• Provided data:
──────────
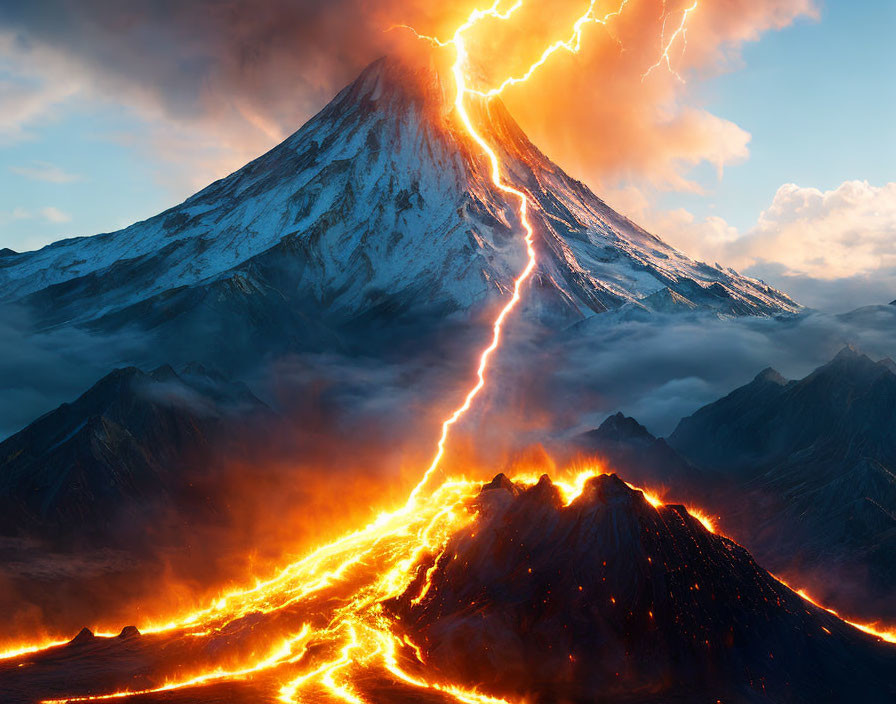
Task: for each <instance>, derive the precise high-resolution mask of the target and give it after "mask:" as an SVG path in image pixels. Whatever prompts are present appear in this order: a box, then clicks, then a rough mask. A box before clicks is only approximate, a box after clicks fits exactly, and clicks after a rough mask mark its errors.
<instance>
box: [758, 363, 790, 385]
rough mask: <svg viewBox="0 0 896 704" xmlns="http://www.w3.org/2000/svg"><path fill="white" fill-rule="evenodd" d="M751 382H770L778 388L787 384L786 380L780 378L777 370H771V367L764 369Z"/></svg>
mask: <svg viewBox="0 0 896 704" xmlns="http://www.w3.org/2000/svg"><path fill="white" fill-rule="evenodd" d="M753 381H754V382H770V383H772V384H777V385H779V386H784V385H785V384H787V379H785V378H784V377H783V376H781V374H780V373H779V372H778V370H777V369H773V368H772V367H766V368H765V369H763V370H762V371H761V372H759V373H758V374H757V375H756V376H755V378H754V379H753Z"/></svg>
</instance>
──────────
• Directions for this task:
Write out all of the data above exactly, without any of its pictures.

• Solution to the exercise:
Task: for each <instance>, derive the precise high-resolution mask of the target and give it after "mask:" as an SVG path in image pixels. Whatever prompts are present appear in this order: a box, then clicks, then a rough mask. A box before clicks is only approximate, a box after clicks fits exactly, and clicks after a rough mask mark its errors.
<instance>
box: [758, 363, 790, 385]
rough mask: <svg viewBox="0 0 896 704" xmlns="http://www.w3.org/2000/svg"><path fill="white" fill-rule="evenodd" d="M751 382H770L778 388L787 384L786 380L780 378L777 370H771V367L764 369Z"/></svg>
mask: <svg viewBox="0 0 896 704" xmlns="http://www.w3.org/2000/svg"><path fill="white" fill-rule="evenodd" d="M753 381H754V382H770V383H772V384H777V385H779V386H784V385H785V384H787V379H785V378H784V377H783V376H781V374H780V373H779V372H778V370H777V369H773V368H772V367H766V368H765V369H763V370H762V371H761V372H759V373H758V374H757V375H756V376H755V378H754V379H753Z"/></svg>
</instance>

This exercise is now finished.